Your tasks:
(1) Using the Outlaws of America text below, decide whether each statement agrees with it, answering yes or no and quoting the words that settle it: (a) Dan Berger is a PhD candidate at the University of Pennsylvania; (b) the reviewer who posted on 2006-12-21 says the book reprints whole WUO communiques at the back; (c) Verso published The Way the Wind Blew in 1997.
(2) Write what comes next in the Outlaws of America text below, starting right after its final sentence.

#### Extract ####

Outlaws of America is culled from dozens of in-depth interviews with former Weather Underground members, as well as with civil rights activists, Black Panthers, Young Lords, and others-many of whom speak about their experiences publicly here for the first time. The book also features an extensive appendix including Weather Underground communiques, a chronology of actions, a collection of rare photographs, and current biographical sketches of many ex-Weather Underground members.

Outlaws of America is published at a time of surging interest in the history of the group, immediately following the release of the Oscar-nominated documentary entitled The Weather Underground, of which Outlaws is the essential companion volume.

Dan Berger is a writer, activist, and PhD candidate at the University of Pennsylvania. A longtime anti-racism organizer, he is the co-editor of Letters From Young Activists (Nation Books, 2005).

Customer Reviews:

5 out of 5 stars an accesible account of the weather underground.......2007-02-03

a fascinating recounting of one of the more exciting, fresh, and daring movements of individuals known as the weather underground. This book recounts the early history, motivations, and background of social struggle taking place during this period of social struggle.

Particularly interesting was the authors discussion of racism and the role it played (and plays) in American society. As well as the very deep analytical attention towards class and priviledge and the role it plays in a class seperated society.

The individuals in this story are real with all their strengths and weaknesses intact. The author leaves us, the reader, to make our own conclusions about what the movement known as the Weather Underground means to our current reality.

4 out of 5 stars Solid without being absurdly detailed.......2006-12-21

This was a thorough history, drawing on a number of sources and directions; but Berger keeps it rather readable. Casual? No. But approachable. Scholarly? Yes. But not egg-headed. It furnishes the reader with an overarching historical narrative, as well as dipping back and forth with another, contemporary narrative involving the interviews and friendship between a former Weatherman and the author. Few of my questions are left hanging by the text, with one particular exception: I would very much have had an appendix reproducing the texts of the WUO communiques and published works. Berger refers heavily and excerpts some, as I recall, but I would very much liked to have been able to flip to the back and read a whole communique.

This is an engaging read that manages to strip back propaganda from both sides of the line and tells the story both in the WUO's own words and through the mouth of an historian.

5 out of 5 stars Volunteers of America: The Politics of the Weather Underground.......2006-03-20

The Politics of the Weather Underground
Volunteers of America
By RON JACOBS

In 1997 Verso published my history of the Weather Underground, The Way the Wind Blew: a History of the Weather Underground. Weather Underground member Bill Ayers' memoir Fugitive Days, published by Beacon Press in 2001, followed. Two years later, the film The Weather Underground, directed by Sam Green and Bill Siegel, was released. The film probably received the greatest amount of coverage in the mainstream media, although the unfortunate timing of Weather Underground member Bill Ayers' memoir (September 11, 2001) certainly provided his book with its own share, most of it negative.

There have also been novels written where the WUO figured prominently (most notably The Company You Keep by Neil Gordon Viking 2003), a pamphlet written by political prisoner David Gilbert (SDS/WUO, Students For A Democratic Society And The Weather Underground Organization, Arm the Spirit 2002) and the comparative study of the Weather Underground and the German leftist armed organization, the Red Army Fraction, by Jeremy Varon (Bringing the War Home: The Weather Underground, the Red Army Faction, and Revolutionary Violence in the Sixties and Seventies; UC Press 2004).

#### Material supplied ####

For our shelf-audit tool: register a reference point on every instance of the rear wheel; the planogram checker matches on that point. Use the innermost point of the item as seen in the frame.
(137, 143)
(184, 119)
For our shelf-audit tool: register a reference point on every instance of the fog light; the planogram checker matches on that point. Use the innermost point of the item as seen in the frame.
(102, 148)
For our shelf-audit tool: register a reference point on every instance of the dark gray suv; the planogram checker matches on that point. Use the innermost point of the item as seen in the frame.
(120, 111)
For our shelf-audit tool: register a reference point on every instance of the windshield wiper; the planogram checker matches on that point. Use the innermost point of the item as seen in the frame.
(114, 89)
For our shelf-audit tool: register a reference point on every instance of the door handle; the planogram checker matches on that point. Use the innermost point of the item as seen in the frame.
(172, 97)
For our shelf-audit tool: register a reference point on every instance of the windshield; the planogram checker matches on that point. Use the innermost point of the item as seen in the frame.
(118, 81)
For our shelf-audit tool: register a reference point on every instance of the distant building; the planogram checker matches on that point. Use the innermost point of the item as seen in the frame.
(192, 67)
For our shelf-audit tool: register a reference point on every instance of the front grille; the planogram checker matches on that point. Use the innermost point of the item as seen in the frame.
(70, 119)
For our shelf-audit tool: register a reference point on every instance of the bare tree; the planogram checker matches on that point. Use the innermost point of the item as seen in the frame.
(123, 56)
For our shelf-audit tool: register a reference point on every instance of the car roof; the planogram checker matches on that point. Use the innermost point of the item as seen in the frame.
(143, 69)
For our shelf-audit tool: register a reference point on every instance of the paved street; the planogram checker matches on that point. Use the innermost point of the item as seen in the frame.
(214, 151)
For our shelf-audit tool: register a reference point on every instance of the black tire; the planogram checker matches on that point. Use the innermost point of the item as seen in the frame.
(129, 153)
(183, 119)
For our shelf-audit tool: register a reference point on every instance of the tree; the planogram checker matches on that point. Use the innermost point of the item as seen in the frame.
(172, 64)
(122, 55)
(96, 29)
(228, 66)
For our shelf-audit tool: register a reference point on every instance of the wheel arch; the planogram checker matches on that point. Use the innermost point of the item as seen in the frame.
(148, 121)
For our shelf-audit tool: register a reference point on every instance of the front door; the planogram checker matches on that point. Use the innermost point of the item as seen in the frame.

####

In response:
(1)
(a) Yes: "Dan Berger is a writer, activist, and PhD candidate at the University of Pennsylvania."
(b) No: "I would very much have had an appendix reproducing the texts of the WUO communiques and published works."
(c) Yes: "In 1997 Verso published my history of the Weather Underground, The Way the Wind Blew"

(2)
AK Press of Oakland, California is adding another book to this growing library of Weather Underground literature. The book, titled Outlaws of America and written by up-and-coming radical author Dan Berger, is an important complement to the earlier works. The first history of the Weather Underground Organization(WUO) to be written by someone whose age parallels the ages of the children of WUO members and many other "sixties" activists (Berger is 24), this well-researched and detailed work provides a perspective on the most well-known group in the militant wing of the anti-racist and antiwar movement. The book is essential to understanding the history of the 1960s, as well as the present movements against racism and imperialist war.

Two things make this book different than the one I got published 8 years ago. The first, and probably the greatest, is that Berger had access to the research and work that went into Green's film and my book. In addition, he also had much greater access to many of the personalities involved in the Weather organization. Green had a similar access. Things were a bit different when I was writing my book (1990-1997). Queries I sent to those members in prison were returned to me by prison officials, never having reached their intended recipient. Only a few individuals who had been in Weatherman/WUO were willing to talk with me and only two were willing to go on record. Others were willing to tell me if my story was accurate or not, but refused to discuss any specifics. One reason for this was the timing of my queries. After all, many Weather members were still unsure of their legal status and, politically, the US Left was still reeling from the effects of the incredibly reactionary Reagan era--a period that saw many members of the militant US left imprisoned and its infrastructure destroyed. In addition, hardly anyone that I approached knew my politics--which were a cross between the countercultural anarchism of the Yippies and the new communist movement of the 1970s. Berger and others have mentioned that my book helped to make it okay for WUO to be discussed as a force in US radical history. I was sent dozens of emails and letters from people telling me their stories as members of WUO or other militant groups after my book was published verifying this impression.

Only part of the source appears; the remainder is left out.